### WHAT TO WORK ON
Present the lines of the listing below as a numbered list, leaving out blank lines, starting at the line that contains "Each instance receives one keypoint. Put a point on the eroded" and continuing through the end of the listing.

(Stored items)
——————————
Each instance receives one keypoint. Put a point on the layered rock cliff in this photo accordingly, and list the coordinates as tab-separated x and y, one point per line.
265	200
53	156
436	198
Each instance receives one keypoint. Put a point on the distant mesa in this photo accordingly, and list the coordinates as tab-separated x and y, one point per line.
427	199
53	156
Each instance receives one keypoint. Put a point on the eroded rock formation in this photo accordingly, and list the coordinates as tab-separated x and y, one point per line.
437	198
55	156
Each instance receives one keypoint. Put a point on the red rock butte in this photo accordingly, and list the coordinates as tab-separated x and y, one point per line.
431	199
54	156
——————————
### TASK SOLUTION
1. Each instance receives one keypoint. Put a point on the eroded rock formation in this photo accordingly, and list the coordinates as tab-separated x and y, one point per line.
2. 437	198
3. 55	156
4. Each instance receives one keypoint. Put a point on the red rock butte in this photo accordingly, and list the coordinates as tab-separated x and y, one point per line.
5. 431	199
6. 54	156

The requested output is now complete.